[EXTRACTED RECORDS Boundary: Start]

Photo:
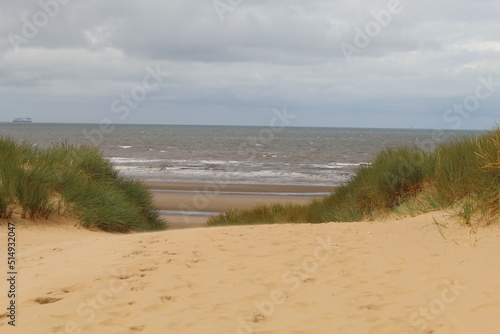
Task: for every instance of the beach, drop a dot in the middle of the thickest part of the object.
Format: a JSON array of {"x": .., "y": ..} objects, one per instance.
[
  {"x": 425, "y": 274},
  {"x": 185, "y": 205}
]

[EXTRACTED RECORDS Boundary: End]
[EXTRACTED RECORDS Boundary: Start]

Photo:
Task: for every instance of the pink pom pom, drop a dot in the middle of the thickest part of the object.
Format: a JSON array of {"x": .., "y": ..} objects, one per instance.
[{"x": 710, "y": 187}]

[EXTRACTED RECORDS Boundary: End]

TASK ITEM:
Write out each line above containing "middle".

SOLUTION TO THE PROBLEM:
Task: for every instance of the beach, drop a dot in the middle of the thickest part of the object.
Task: for every instance of the pink pom pom, drop a dot in the middle of the thickest part of the object.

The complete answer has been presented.